## Reading passage
----------

Dana Merrill of Templeton, Calif., and Richard Smith of Soledad, Calif., have almost seven decades of combined experience growing wine grapes on California’s Central Coast.

That more than qualifies them to be the stars of a 'Wine Grape Grower Survivor.'

“I am not sure how I made it this far,” laughs Merrill, who grew up farming many crops on the Central Coast. He produced his first grape crop 30 years ago.

Smith and his family’s companies, Valley Farm Management and Paraiso Vineyards and Winery, have logged 39 years of wine grape growing there.

Together, Smith and Merrill manage and farm almost 10 percent of the 91,000 acres of wine grapes now in the ground in Monterey, San Luis and Santa Barbara counties.

They have survived more ups and downs than a Tommy “Yo-Yo Man” Smothers yo-yo. That’s why those attending the recent VINE Symposium in Paso Robles, Calif., had more than a passing interest in what they had to say.

The last decade overall has been the most challenging for wine grape growers on the Central Coast, particularly the last few years when growers have struggled not only to get decent prices for their grapes, but often simply to find a home.

The sad irony of the situation was evident when Smith told symposium attendees that wineries began shopping for 2011 grapes last November at the same time some Central Coast growers watched unharvested or unsold grapes raisin on the vine. Go figure.

Fortunately, both Smith and Merrill said demand for Central Coast grapes should be stronger this season. If there are weather or production problems this year that reduce the crop, the turnaround could come quickly, added Smith.

----------

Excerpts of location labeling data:

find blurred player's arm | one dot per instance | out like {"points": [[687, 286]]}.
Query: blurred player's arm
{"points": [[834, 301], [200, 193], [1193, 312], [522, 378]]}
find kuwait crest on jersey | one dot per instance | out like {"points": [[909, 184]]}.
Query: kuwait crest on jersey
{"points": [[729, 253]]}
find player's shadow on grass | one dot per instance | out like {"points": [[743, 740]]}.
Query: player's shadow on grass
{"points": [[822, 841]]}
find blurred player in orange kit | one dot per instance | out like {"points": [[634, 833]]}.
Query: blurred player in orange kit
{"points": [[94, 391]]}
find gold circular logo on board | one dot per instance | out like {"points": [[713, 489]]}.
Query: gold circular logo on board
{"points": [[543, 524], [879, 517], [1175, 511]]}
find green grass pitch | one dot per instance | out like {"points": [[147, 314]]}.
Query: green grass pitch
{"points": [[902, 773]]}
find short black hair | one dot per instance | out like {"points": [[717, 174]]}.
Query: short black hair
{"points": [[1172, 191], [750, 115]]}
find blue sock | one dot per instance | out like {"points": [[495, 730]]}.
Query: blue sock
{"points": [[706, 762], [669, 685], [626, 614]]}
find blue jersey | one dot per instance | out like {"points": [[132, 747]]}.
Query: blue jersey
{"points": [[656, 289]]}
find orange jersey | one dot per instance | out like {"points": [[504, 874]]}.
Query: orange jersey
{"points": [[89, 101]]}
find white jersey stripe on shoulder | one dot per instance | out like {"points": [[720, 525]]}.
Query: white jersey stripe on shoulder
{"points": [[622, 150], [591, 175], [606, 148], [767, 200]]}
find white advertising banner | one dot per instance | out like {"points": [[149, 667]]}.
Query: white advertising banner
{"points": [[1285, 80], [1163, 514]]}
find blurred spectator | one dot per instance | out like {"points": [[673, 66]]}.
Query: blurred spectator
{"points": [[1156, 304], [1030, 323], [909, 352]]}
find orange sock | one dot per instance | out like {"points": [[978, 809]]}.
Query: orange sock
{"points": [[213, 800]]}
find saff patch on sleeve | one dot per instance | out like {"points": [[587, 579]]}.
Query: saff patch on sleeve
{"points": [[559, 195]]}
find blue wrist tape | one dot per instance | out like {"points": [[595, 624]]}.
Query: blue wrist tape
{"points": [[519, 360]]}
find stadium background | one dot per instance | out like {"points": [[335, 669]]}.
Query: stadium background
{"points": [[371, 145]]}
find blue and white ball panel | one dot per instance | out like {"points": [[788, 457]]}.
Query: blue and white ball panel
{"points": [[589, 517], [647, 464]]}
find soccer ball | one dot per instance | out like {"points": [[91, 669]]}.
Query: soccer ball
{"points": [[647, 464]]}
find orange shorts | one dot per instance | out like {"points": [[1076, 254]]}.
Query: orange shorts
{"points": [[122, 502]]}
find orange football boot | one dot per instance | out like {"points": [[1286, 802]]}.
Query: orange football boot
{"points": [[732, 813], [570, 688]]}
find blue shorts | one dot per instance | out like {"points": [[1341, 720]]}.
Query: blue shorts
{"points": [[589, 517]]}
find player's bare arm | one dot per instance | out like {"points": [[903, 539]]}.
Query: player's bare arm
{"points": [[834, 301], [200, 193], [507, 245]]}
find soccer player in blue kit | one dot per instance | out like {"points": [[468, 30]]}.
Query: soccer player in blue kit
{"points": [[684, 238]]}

----------

## Problem set
1. Decide whether each statement agrees with the article on Central Coast wine grape growers, answering yes or no and quoting the words of the article that settle it. (a) Merrill grew his first grape crop 30 years ago. (b) Smith and Merrill together farm about half of the wine grape acreage in Monterey, San Luis and Santa Barbara counties. (c) Smith and Merrill expect weaker demand for Central Coast grapes this season.
2. Extend the article on Central Coast wine grape growers past its final sentence.

## The responses
1.
(a) Yes: "He produced his first grape crop 30 years ago."
(b) No: "Together, Smith and Merrill manage and farm almost 10 percent of the 91,000 acres of wine grapes now in the ground in Monterey, San Luis and Santa Barbara counties."
(c) No: "both Smith and Merrill said demand for Central Coast grapes should be stronger this season."

2.
“I know people who need grapes; they just do not know how badly they need them,” said Smith, who said he sold grapes the week he spoke; one variety for price and the other for a price to be determined from one of his long-time buyers.

Merrill’s Mesa Vineyard Management Company is involved in all aspects of wine grape growing from developing vineyards to selling wine within its 6,000-acre portfolio.

Grape sales No. 1 priority

He says grape sales — not production practices — should be the No. 1 priority of a Central Coast wine grape grower. Smith echoed that with:

“If you bring your crop to the roadside and expect someone to give you a price like traditional agricultural (commodity) marketing, you are in trouble” in the wine grape business, said Smith, who farms about 3,000 acres.

Both said selling grapes is about giving wineries what they want. However, growers should receive a fair return for that. They have not been in recent years, according to Merrill.

He said prices must improve to sustain grape growers. “You cannot grow grapes here for $500 per ton. It is not sustainable.” He does not expect prices to rebound this season to Chardonnay’s $1,500 per ton levels of the late 1990s. Prices have been languishing between $600 and $1,000 since then. However, there is a shot at $1,000 per ton this year for one of the most widely planted varietals on the coast because demand is seeking supplies.

However, “The good old days are gone,” he lamented.

Without further improvement in prices, acreage will decline. Merrill points out that most of the coastal varietal vineyards are 12 to 15 years old and near replacement age. However, new vineyards are not being planted and older vineyards are not being rehabbed at current wine grape prices. And the longer wineries wait to contract for grapes, the more expensive it will become to develop new vineyards, he added. Merrill echoed a widespread viewpoint that overall California vineyards are not being developed fast enough to meet future wine sales growth projections with more grapes.

There are almost 100,000 acres of vines in Monterey, San Luis Obispo and Santa Barbara counties, more vineyards than are in Washington state.

Wine grape buyers are fewer than the past, about a third as many as were in business two decades ago. Sixty percent of the coastal grapes are purchased by wineries outside the coast. Many are used as varietal blenders, making coastal growers very dependent on the large, statewide branded wineries.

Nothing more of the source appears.